» Excerpt to read:
-=-=-
DETAILED DESCRIPTION OF THE PREFERRED EMBODIMENTS OF THE
INVENTION
[0024] Referring now to the drawings, and more particularly to FIG.
1, there is shown a system level diagram that identifies the
computer resource based elements of the adaptive project risk
management system.
Its major elements include a dashboard (1-1) that allows resource
sharing and allocation across multiple projects and enables
monitoring and managing project/program/resource. A risk analyzer
(1-5) allows planning based on historical risk impact data and/or
expert opinion data. In the preferred embodiment, the risk analyzer
(1-5) allows for learning from the performances of completed
activities during project execution by providing a technique that
associates risk factors to specific activities and estimates their
impact on activity durations and costs.
[0025] The system also includes a project optimizer (1-2) and CPM
calculator (1-3). The CPM calculator (1-3) performs probabilistic
critical path method (CPM) calculations while the project optimizer
(1-2) performs project plan optimization through resource selection
and allocation. The project optimizer (1-2) calculates histograms,
probabilities, confidence intervals of durations, and costs for
activities and the projects. The historical project data (1-7)
-=-=-
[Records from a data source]
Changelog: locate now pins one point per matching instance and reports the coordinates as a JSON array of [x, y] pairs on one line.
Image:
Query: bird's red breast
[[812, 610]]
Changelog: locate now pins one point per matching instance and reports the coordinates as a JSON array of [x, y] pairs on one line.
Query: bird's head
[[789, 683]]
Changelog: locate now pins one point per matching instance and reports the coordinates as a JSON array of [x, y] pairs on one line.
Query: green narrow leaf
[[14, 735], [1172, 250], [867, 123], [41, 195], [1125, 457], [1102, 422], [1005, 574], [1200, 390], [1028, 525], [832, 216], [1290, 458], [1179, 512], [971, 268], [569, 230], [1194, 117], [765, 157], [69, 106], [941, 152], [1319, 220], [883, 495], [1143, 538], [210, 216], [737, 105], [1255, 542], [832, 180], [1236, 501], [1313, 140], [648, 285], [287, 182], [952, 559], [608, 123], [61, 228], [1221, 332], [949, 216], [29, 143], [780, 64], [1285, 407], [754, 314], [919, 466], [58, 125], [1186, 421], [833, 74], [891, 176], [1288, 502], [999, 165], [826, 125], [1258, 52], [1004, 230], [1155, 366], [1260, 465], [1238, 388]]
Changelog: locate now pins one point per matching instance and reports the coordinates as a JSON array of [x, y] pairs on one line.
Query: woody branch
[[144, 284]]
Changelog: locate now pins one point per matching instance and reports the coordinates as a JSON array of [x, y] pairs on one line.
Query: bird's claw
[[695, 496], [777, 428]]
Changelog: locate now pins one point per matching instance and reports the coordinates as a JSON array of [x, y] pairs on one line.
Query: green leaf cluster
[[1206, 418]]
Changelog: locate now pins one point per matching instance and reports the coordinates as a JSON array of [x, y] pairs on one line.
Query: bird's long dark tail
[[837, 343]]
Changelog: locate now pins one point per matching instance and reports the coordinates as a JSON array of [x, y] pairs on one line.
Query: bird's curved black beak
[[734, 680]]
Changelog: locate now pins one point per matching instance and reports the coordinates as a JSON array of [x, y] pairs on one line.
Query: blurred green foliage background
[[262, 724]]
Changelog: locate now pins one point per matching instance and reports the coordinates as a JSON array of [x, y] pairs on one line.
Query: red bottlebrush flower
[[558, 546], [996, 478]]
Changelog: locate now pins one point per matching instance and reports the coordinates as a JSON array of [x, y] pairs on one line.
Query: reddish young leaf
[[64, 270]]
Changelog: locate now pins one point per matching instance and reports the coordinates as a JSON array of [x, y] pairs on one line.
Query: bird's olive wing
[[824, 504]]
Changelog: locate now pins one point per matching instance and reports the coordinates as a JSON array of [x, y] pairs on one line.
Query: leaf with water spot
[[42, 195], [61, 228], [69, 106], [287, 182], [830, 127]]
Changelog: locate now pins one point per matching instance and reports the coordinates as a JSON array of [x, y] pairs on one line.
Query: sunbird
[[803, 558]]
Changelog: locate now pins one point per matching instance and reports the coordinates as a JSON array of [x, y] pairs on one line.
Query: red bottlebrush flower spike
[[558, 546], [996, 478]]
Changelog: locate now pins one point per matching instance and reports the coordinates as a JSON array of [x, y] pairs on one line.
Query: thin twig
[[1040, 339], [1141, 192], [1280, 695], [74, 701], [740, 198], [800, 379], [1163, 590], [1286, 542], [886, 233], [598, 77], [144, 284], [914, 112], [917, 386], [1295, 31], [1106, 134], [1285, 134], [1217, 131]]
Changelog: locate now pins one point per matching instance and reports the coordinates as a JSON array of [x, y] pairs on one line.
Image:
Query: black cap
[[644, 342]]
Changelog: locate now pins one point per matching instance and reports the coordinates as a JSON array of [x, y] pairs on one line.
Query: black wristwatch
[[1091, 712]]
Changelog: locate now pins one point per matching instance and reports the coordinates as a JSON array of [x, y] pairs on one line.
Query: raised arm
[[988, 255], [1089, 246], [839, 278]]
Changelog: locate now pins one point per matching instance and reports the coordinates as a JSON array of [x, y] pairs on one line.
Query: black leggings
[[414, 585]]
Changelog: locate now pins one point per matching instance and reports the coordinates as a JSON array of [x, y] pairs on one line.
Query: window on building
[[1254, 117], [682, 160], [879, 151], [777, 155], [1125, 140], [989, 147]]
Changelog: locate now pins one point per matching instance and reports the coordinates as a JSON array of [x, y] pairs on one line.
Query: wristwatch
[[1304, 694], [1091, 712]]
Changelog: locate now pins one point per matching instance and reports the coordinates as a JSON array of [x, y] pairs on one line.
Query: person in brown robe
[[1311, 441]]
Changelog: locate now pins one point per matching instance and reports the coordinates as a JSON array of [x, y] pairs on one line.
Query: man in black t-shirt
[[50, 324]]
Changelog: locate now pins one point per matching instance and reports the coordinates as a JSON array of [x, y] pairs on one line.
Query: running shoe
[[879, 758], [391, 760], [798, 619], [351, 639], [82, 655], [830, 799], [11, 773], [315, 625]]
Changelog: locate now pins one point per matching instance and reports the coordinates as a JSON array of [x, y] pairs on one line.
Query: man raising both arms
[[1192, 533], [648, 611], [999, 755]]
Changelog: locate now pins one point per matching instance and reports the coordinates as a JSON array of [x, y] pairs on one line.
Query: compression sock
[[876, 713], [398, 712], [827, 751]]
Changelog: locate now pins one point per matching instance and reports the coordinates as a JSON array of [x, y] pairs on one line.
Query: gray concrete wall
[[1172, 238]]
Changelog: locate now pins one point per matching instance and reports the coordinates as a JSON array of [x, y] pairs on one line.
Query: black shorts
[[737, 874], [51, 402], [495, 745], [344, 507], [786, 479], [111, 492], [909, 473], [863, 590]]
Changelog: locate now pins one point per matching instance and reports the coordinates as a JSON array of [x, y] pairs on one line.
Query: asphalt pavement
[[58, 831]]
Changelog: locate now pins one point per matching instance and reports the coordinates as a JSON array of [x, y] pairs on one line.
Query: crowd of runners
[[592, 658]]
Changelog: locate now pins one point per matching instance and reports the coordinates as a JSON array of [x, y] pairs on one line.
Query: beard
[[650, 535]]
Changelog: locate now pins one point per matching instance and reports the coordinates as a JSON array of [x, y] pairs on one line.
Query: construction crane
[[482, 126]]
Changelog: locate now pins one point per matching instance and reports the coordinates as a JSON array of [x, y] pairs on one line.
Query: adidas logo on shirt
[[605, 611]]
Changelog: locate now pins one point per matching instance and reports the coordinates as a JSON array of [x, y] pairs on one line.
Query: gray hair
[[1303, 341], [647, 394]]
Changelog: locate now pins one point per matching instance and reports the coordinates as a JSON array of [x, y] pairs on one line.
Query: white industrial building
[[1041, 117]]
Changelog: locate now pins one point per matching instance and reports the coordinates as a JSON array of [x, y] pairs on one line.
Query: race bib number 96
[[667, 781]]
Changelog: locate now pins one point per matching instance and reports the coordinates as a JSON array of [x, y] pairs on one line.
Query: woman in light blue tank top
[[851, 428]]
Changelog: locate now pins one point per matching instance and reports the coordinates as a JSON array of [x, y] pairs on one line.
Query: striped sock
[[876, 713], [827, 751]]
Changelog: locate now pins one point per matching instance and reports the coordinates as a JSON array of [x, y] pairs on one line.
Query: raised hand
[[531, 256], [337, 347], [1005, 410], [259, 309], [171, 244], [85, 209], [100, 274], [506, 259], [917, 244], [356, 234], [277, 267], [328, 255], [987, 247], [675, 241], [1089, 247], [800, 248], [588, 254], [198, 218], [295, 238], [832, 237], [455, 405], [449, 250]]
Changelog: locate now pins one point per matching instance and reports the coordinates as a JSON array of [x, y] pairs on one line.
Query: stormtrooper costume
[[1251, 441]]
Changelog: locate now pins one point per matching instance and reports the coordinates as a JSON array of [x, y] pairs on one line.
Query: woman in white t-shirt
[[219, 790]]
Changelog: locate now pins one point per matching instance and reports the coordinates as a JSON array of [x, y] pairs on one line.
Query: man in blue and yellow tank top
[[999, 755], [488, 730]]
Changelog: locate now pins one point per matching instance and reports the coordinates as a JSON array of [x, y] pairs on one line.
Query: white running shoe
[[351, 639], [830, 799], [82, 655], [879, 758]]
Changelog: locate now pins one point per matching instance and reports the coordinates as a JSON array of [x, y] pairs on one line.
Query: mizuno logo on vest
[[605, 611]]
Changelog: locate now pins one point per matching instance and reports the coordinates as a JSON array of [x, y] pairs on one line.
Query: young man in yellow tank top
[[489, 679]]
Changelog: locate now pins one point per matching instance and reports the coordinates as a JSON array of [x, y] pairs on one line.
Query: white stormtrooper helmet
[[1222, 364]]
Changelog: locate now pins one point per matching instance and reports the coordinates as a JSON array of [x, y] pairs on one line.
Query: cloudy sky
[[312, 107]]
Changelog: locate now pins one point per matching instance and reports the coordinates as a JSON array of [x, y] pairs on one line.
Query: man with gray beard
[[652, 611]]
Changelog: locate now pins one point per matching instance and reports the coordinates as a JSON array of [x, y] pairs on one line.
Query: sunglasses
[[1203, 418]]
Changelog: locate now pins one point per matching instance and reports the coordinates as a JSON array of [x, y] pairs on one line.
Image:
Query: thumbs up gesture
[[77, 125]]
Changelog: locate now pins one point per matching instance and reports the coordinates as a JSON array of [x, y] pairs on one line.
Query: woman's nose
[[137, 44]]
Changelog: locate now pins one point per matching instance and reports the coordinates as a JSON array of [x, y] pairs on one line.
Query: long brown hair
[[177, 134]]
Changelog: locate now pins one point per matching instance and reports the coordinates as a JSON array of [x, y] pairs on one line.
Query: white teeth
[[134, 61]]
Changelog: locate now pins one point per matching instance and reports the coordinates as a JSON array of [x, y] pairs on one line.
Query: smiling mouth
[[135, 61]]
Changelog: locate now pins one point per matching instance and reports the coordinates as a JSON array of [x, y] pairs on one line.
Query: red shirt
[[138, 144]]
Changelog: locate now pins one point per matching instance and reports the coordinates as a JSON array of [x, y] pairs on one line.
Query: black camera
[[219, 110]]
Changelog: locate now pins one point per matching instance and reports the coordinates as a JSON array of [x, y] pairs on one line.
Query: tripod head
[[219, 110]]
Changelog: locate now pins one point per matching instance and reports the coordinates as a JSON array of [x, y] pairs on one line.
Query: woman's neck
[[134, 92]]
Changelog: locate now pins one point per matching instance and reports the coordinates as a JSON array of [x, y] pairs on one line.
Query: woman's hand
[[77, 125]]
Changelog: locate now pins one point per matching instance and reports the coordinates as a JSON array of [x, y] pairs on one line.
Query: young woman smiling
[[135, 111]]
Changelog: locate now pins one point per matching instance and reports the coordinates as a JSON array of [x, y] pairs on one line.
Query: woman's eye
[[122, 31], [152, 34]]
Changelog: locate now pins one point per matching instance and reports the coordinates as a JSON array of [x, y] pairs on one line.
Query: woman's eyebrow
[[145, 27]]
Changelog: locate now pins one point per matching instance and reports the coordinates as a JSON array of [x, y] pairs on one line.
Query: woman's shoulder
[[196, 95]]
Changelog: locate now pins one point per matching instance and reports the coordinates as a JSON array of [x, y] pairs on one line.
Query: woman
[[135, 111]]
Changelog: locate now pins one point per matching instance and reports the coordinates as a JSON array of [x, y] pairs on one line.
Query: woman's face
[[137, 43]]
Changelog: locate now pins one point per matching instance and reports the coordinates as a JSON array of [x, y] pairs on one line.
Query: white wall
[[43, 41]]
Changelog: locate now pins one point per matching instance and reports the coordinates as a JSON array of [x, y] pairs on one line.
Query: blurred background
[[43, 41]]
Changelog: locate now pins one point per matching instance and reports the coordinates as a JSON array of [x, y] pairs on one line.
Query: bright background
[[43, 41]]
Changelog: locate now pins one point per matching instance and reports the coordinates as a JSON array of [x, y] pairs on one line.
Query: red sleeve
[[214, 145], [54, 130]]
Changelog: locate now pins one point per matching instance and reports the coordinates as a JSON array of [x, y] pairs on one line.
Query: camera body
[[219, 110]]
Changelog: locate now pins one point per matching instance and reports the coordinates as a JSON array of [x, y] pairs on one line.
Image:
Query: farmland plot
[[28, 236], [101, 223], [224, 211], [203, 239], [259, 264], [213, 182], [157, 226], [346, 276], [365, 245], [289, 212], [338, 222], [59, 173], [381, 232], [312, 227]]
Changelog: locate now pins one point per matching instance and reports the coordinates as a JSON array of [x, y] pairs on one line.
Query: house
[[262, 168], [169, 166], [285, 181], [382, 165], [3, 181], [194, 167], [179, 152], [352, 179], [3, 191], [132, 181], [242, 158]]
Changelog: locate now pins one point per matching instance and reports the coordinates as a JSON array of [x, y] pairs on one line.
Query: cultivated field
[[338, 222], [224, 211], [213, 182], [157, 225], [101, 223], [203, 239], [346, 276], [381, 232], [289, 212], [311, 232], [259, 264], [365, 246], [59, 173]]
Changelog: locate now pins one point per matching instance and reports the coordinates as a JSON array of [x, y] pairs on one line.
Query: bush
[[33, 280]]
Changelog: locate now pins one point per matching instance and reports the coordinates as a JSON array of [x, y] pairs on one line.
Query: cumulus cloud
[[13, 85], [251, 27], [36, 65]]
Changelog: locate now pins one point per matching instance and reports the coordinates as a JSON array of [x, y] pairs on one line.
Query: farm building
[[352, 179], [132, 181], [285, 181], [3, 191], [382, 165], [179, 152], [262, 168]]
-=-=-
» Questions to answer:
a: Can you rewrite the paragraph of the patent excerpt beginning "Referring now to the drawings" as a short list, keeping its main facts?
b: Does the patent excerpt support each of these statements? Answer yes or no for each, quoting the deciding words: (i) The CPM calculator performs project plan optimization through resource selection and allocation. (ii) The dashboard allows resource sharing across multiple projects. (iii) The project optimizer calculates confidence intervals of durations.

» Answer section:
a:
- FIG. 1 is a system-level diagram of the computer-resource-based elements of the adaptive project risk management system.
- Dashboard (1-1): allows resource sharing and allocation across multiple projects and enables monitoring and managing of projects, programs and resources.
- Risk analyzer (1-5): allows planning based on historical risk impact data and/or expert opinion data. In the preferred embodiment, it learns from the performance of completed activities during project execution by associating risk factors with specific activities and estimating their impact on activity durations and costs.

b:
(i) No: "The CPM calculator (1-3) performs probabilistic critical path method (CPM) calculations while the project optimizer (1-2) performs project plan optimization through resource selection and allocation."
(ii) Yes: "a dashboard (1-1) that allows resource sharing and allocation across multiple projects"
(iii) Yes: "The project optimizer (1-2) calculates histograms, probabilities, confidence intervals of durations, and costs for activities and the projects."